# Prompt
Using the listing below, extract each line that has the word "road" in it.

═══

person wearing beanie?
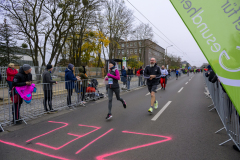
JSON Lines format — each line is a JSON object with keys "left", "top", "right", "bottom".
{"left": 42, "top": 64, "right": 57, "bottom": 112}
{"left": 76, "top": 66, "right": 88, "bottom": 105}
{"left": 65, "top": 63, "right": 80, "bottom": 107}
{"left": 105, "top": 60, "right": 127, "bottom": 120}
{"left": 12, "top": 64, "right": 33, "bottom": 124}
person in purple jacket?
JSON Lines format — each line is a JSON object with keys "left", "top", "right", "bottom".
{"left": 105, "top": 60, "right": 127, "bottom": 120}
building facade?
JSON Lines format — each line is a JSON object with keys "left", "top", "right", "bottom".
{"left": 114, "top": 39, "right": 165, "bottom": 67}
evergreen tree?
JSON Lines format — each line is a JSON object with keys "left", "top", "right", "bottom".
{"left": 0, "top": 19, "right": 22, "bottom": 66}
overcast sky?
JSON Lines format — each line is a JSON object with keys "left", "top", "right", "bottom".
{"left": 125, "top": 0, "right": 208, "bottom": 67}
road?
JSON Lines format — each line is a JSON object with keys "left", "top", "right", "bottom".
{"left": 0, "top": 73, "right": 239, "bottom": 160}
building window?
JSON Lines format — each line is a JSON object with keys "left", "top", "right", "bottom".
{"left": 130, "top": 49, "right": 133, "bottom": 54}
{"left": 139, "top": 48, "right": 142, "bottom": 53}
{"left": 134, "top": 49, "right": 137, "bottom": 54}
{"left": 121, "top": 43, "right": 124, "bottom": 48}
{"left": 127, "top": 43, "right": 129, "bottom": 47}
{"left": 134, "top": 42, "right": 137, "bottom": 46}
{"left": 127, "top": 50, "right": 129, "bottom": 54}
{"left": 122, "top": 50, "right": 124, "bottom": 55}
{"left": 139, "top": 41, "right": 142, "bottom": 46}
{"left": 130, "top": 42, "right": 133, "bottom": 47}
{"left": 118, "top": 50, "right": 121, "bottom": 55}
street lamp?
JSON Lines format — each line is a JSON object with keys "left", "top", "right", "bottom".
{"left": 165, "top": 45, "right": 173, "bottom": 66}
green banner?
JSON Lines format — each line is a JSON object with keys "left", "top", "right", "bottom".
{"left": 170, "top": 0, "right": 240, "bottom": 114}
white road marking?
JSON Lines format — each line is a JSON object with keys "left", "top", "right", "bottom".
{"left": 185, "top": 82, "right": 188, "bottom": 85}
{"left": 178, "top": 87, "right": 184, "bottom": 93}
{"left": 146, "top": 93, "right": 150, "bottom": 96}
{"left": 151, "top": 101, "right": 172, "bottom": 121}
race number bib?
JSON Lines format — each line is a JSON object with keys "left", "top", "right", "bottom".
{"left": 108, "top": 78, "right": 113, "bottom": 84}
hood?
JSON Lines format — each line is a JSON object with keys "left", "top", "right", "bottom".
{"left": 65, "top": 68, "right": 72, "bottom": 73}
{"left": 19, "top": 67, "right": 25, "bottom": 74}
{"left": 79, "top": 66, "right": 84, "bottom": 73}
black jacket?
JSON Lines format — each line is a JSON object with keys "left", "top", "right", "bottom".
{"left": 42, "top": 69, "right": 56, "bottom": 90}
{"left": 13, "top": 67, "right": 32, "bottom": 87}
{"left": 144, "top": 64, "right": 161, "bottom": 86}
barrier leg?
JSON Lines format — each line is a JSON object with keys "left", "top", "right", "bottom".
{"left": 215, "top": 127, "right": 225, "bottom": 134}
{"left": 209, "top": 107, "right": 216, "bottom": 112}
{"left": 208, "top": 103, "right": 214, "bottom": 108}
{"left": 219, "top": 139, "right": 231, "bottom": 146}
{"left": 0, "top": 124, "right": 4, "bottom": 132}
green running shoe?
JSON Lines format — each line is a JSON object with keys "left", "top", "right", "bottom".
{"left": 148, "top": 107, "right": 153, "bottom": 113}
{"left": 154, "top": 101, "right": 158, "bottom": 109}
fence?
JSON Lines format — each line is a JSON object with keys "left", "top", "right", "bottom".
{"left": 0, "top": 66, "right": 104, "bottom": 88}
{"left": 0, "top": 72, "right": 181, "bottom": 131}
{"left": 204, "top": 73, "right": 240, "bottom": 150}
{"left": 0, "top": 75, "right": 148, "bottom": 130}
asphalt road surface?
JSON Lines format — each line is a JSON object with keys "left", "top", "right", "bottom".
{"left": 0, "top": 73, "right": 239, "bottom": 160}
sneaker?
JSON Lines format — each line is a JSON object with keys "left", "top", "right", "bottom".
{"left": 148, "top": 107, "right": 153, "bottom": 113}
{"left": 123, "top": 100, "right": 127, "bottom": 108}
{"left": 154, "top": 101, "right": 158, "bottom": 109}
{"left": 106, "top": 113, "right": 112, "bottom": 120}
{"left": 50, "top": 109, "right": 57, "bottom": 112}
{"left": 164, "top": 88, "right": 165, "bottom": 90}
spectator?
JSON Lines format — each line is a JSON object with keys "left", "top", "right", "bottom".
{"left": 12, "top": 64, "right": 32, "bottom": 124}
{"left": 78, "top": 66, "right": 88, "bottom": 104}
{"left": 42, "top": 64, "right": 57, "bottom": 113}
{"left": 65, "top": 64, "right": 80, "bottom": 107}
{"left": 127, "top": 66, "right": 133, "bottom": 91}
{"left": 6, "top": 63, "right": 18, "bottom": 93}
{"left": 137, "top": 66, "right": 143, "bottom": 86}
{"left": 143, "top": 68, "right": 147, "bottom": 86}
{"left": 121, "top": 66, "right": 127, "bottom": 90}
{"left": 0, "top": 71, "right": 2, "bottom": 81}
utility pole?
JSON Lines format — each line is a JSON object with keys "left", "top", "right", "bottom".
{"left": 165, "top": 45, "right": 173, "bottom": 66}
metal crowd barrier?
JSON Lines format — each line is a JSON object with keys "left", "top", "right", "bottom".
{"left": 204, "top": 73, "right": 240, "bottom": 150}
{"left": 0, "top": 75, "right": 143, "bottom": 130}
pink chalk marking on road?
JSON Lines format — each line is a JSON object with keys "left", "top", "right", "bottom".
{"left": 96, "top": 130, "right": 172, "bottom": 160}
{"left": 36, "top": 124, "right": 101, "bottom": 150}
{"left": 0, "top": 140, "right": 70, "bottom": 160}
{"left": 26, "top": 121, "right": 69, "bottom": 143}
{"left": 76, "top": 129, "right": 114, "bottom": 154}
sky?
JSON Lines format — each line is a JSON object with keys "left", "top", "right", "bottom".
{"left": 125, "top": 0, "right": 208, "bottom": 67}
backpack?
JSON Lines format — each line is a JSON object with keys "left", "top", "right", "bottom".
{"left": 136, "top": 70, "right": 141, "bottom": 76}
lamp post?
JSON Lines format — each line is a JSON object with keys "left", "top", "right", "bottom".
{"left": 165, "top": 45, "right": 173, "bottom": 66}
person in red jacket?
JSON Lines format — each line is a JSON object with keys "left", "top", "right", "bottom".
{"left": 6, "top": 63, "right": 18, "bottom": 92}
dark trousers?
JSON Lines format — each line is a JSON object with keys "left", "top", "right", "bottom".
{"left": 12, "top": 102, "right": 22, "bottom": 122}
{"left": 81, "top": 87, "right": 87, "bottom": 101}
{"left": 108, "top": 88, "right": 124, "bottom": 114}
{"left": 67, "top": 89, "right": 73, "bottom": 106}
{"left": 43, "top": 90, "right": 53, "bottom": 111}
{"left": 7, "top": 81, "right": 13, "bottom": 93}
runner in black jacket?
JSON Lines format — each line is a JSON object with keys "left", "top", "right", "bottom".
{"left": 144, "top": 58, "right": 161, "bottom": 113}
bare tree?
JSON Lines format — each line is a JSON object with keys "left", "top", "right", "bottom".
{"left": 103, "top": 0, "right": 134, "bottom": 59}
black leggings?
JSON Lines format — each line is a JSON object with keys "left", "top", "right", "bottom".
{"left": 67, "top": 89, "right": 73, "bottom": 106}
{"left": 43, "top": 90, "right": 53, "bottom": 111}
{"left": 108, "top": 88, "right": 124, "bottom": 114}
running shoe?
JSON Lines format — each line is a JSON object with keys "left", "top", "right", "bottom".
{"left": 106, "top": 113, "right": 112, "bottom": 120}
{"left": 123, "top": 100, "right": 127, "bottom": 108}
{"left": 148, "top": 107, "right": 153, "bottom": 113}
{"left": 154, "top": 101, "right": 158, "bottom": 109}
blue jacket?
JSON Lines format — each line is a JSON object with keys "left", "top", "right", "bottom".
{"left": 65, "top": 68, "right": 77, "bottom": 89}
{"left": 121, "top": 69, "right": 127, "bottom": 82}
{"left": 176, "top": 70, "right": 179, "bottom": 75}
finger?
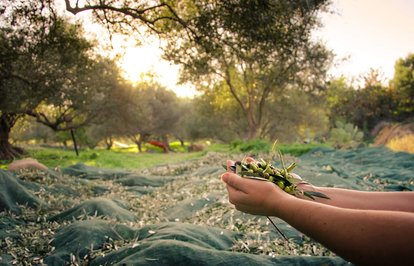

═══

# Expected output
road?
white road marking?
asphalt road surface?
pink chalk marking on road?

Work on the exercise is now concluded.